>> BEGIN
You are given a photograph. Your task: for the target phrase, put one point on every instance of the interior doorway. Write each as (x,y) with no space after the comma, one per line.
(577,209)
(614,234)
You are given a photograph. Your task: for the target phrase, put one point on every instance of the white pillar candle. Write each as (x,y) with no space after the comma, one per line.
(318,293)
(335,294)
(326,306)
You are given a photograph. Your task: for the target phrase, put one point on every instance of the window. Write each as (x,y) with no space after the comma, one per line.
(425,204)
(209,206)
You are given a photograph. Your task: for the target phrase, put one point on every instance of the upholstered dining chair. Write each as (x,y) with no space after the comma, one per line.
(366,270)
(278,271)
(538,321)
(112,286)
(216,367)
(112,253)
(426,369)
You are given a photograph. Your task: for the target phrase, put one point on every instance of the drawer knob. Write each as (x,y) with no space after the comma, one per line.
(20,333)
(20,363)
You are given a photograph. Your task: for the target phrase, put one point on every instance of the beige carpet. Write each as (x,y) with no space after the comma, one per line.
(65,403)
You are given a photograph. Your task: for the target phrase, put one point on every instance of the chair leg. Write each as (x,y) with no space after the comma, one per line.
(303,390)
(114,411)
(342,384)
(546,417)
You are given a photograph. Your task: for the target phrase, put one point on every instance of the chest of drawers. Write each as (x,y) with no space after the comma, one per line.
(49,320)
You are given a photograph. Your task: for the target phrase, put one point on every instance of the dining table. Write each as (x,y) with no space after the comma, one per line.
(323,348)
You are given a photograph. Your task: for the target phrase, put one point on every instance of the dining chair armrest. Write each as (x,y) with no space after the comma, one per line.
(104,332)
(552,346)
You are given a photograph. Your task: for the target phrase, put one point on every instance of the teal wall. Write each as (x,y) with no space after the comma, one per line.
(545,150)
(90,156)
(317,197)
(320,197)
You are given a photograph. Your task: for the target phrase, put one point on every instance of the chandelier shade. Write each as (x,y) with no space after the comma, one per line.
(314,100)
>> END
Revise the records above so that every "target phrase" becomes "given phrase", with all other text left unchanged.

You are given a photograph. Your task: for the given phrase, put one point on every instance of the interior doorway. Write each as (x,y) with no space after the comma, one per line.
(577,209)
(614,234)
You are given a photograph. Your task: for the given phrase, put one point on every instance of the white pillar candle. Write each as (x,y) with no space after the comma, one per line.
(318,293)
(335,294)
(326,306)
You are given a photograph. Your task: for the given phrase, put one point on every instance of the window. Write each as (x,y) with no space after the comma, one per line.
(425,204)
(209,206)
You are given a photograph. Your task: for the given phrase, put one point on every instance of the upholstered dining chair. Write each as (x,y) with no space after the comma, one per line.
(366,270)
(278,271)
(538,321)
(112,286)
(216,367)
(112,253)
(426,369)
You are given a photograph. Your task: for the given phrase, put one point on every instance of the drawer knob. Write each as (x,y) with no space after the comma, one per line.
(20,333)
(20,363)
You are given a photograph. Your task: for the given phrase, put one point on every instance of the beige carpet. Write each as (x,y) with no space after the comma, one per line.
(65,403)
You are given a photograph. Your task: for the given phrase, put one point on every instance of the chair leg. Write each as (x,y) with no space after the comma, one per line.
(303,390)
(114,411)
(342,384)
(546,417)
You are given a photograph. Your task: for the given phrase, put one point on every instance of the chest of drawers. Write each as (x,y) with no space after the comma, one per line.
(49,320)
You are given a photograph. Your task: for the given phrase, put one point on every instance of the dining table. Write each as (x,y) with no space after the comma, one per line.
(323,348)
You are given a photograph. Your task: for the given phrase, put one point on every instance of the dining chair armrest. Write each as (x,y) with no space after the comma, one per line.
(104,332)
(552,346)
You are given a photograph. Your task: for the given phrase, put one point on every instance of the teal wall. Write each as (x,y) with no space after the comma, one per line.
(545,150)
(90,156)
(317,197)
(320,197)
You are given a photograph. Your task: for the given phrase, put one point on every instance of the chandelier shade. Write each as (x,y) with no space after the comma, one per line.
(314,100)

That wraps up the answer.